§ SELECTED PASSAGE:
--- --- ---

All interventions were performed under deep conscious sedation using ketamine and propofol and without general anaesthesia6. All ASD closures were performed by registrars or junior fellows as first operators with an experienced consultant supporting. After initial transthoracic echocardiography (TTE), transoesophageal echocardiography (TOE) was performed, the defects were measured with colour Doppler in two planes (i.e., short-axis 10-30° and long-axis 80-110°) to minimise underestimation, the mean was considered as the maximal ECHO diameter, and the presence of an aneurysm or the existence of multiple defects was noted7. Patients were heparinised (100 IU heparin/kg, maximum 5,000 IU); the ACT or any other coagulation parameters were not checked. Routine second-generation cephalosporin was given. Standard balloon sizing was performed with a PTS® sizing balloon (NuMED, Hopkinton, NY, USA) using the minimal waist/stop-flow technique to avoid overstretching the defect. Careful investigation was made to assess the posterior rims regarding stability. In case of a very floppy posterior rim, 1 to 3 mm was added to the defect diameter to calculate the final device diameter. After insertion into the left atrium, the left-sided disc usually configures as a round, ball-like structure (Figure 1). In those cases with a deficient aortic rim, the lateral view is used to guide the assembly to an anterior orientation, allowing an approximation to the posterior part of the aorta. Contact with the septum is confirmed by echocardiography (ECHO) as well as manual palpation. The right side of the device is developed by keeping the device in position. The sheath is withdrawn into the inferior vena cava and the device usually configures well to the septum (Figure 2, Figure 3). Careful echocardiographic evaluation was performed with special focus on the absolute size of the device compared to the atrium, any possible contact with the posterior wall, a firm grip and safe position of the device, especially regarding the posterior and inferior rims, and a possible impairment of the AV valves. The occluder is released after a standard “wiggle” during biplane fluoroscopic documentation. After release, TOE as well as TTE were performed to assess position, residual shunt and procedural success.

DEFICIENT RIMS

Superior and inferior rims were measured by TOE in the long-axis view, and patients with deficient inferior rims (≤4 mm) were excluded as candidates for transcatheter closure. A deficient aortic rim was defined as a distance ≤4 mm, and a naked aorta was defined when no aortic rim was present. These patients were not excluded from implantation.

SEPTUM ALIGNMENT

The angles between each of the two discs and the body axis were measured in the lateral plane, documented at the end of every investigation (Figure 3) and analysed separately before and immediately after release of the device. The differences of angles between the two discs as well as the individual change caused by the release were documented. All the study patients had normal spine axis and no scoliosis.

--- --- ---

§ TASKS AND EXERCISES:
[a] According to the passage on ASD closure, what dose of heparin were patients given?
[b] List every point that the passage on ASD closure names as a special focus of the careful echocardiographic evaluation.

§ INFORMATION SHOWN:
--- --- ---

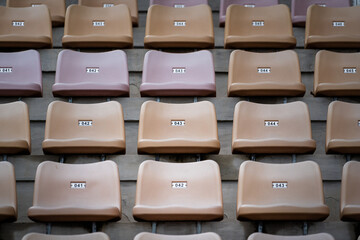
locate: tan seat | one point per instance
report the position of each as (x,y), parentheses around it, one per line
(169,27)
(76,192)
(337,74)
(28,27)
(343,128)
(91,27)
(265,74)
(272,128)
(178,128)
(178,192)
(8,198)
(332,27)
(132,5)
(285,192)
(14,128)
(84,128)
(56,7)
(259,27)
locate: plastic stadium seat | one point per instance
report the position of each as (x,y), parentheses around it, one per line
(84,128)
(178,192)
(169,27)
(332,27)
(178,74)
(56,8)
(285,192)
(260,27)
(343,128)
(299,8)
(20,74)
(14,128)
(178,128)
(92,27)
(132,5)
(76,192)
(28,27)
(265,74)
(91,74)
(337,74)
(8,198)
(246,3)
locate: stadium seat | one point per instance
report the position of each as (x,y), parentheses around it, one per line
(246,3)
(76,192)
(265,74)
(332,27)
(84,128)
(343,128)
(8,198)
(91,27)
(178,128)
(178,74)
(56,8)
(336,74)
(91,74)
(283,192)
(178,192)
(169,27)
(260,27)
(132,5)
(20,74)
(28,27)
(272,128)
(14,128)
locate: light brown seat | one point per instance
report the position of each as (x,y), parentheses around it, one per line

--- --- ---

§ TASK SOLUTIONS:
[a] 100 IU heparin/kg, with a maximum of 5,000 IU.

[b]
- The absolute size of the device compared to the atrium
- Any possible contact with the posterior wall
- A firm grip and safe position of the device, especially regarding the posterior and inferior rims
- A possible impairment of the AV valves